=== Records to process ===

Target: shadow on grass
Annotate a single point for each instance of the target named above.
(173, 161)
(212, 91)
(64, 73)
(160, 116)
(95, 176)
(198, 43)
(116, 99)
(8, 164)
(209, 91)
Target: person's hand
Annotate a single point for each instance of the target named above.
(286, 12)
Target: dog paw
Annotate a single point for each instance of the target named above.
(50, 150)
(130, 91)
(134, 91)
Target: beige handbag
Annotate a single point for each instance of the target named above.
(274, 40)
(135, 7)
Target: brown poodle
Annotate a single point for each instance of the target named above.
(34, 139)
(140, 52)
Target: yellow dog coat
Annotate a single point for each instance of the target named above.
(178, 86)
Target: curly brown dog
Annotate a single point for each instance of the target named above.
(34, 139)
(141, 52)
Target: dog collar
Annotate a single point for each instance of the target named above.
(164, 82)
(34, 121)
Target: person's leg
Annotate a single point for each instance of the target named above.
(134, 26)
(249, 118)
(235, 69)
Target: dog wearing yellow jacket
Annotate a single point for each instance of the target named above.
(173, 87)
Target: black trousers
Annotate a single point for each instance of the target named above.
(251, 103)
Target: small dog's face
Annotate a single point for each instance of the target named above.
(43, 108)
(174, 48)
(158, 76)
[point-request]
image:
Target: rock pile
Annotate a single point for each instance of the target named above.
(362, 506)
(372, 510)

===
=== Records to process ===

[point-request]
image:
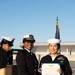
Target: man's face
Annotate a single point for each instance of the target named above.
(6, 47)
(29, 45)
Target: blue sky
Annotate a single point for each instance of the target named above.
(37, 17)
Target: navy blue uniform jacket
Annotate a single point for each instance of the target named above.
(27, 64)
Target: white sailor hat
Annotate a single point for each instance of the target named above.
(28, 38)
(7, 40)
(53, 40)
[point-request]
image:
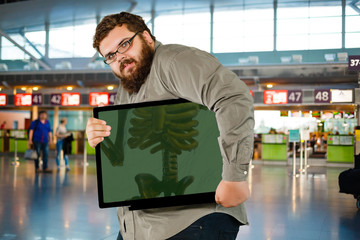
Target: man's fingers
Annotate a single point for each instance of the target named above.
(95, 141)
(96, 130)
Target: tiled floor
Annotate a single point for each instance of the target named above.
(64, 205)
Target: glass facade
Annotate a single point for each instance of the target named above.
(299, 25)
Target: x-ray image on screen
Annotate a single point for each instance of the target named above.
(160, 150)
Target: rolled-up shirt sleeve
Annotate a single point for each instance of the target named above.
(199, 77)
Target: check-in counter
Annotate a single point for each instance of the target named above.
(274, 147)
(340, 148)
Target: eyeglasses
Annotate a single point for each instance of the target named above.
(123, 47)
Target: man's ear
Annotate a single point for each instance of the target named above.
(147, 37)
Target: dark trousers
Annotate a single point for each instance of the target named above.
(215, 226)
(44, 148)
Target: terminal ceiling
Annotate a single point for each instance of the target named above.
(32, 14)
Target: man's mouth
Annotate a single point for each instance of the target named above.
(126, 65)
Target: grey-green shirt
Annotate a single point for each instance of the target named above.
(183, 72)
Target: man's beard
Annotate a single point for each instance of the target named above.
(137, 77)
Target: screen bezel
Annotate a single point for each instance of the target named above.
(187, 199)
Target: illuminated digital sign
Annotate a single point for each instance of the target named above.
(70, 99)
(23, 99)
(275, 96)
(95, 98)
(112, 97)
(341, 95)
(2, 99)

===

Exercise prompt -> Gather every line in the records above that contains the word "face", and count only matches with the same capitalization.

Exercise solution ->
Target: small dog's face
Target: man's face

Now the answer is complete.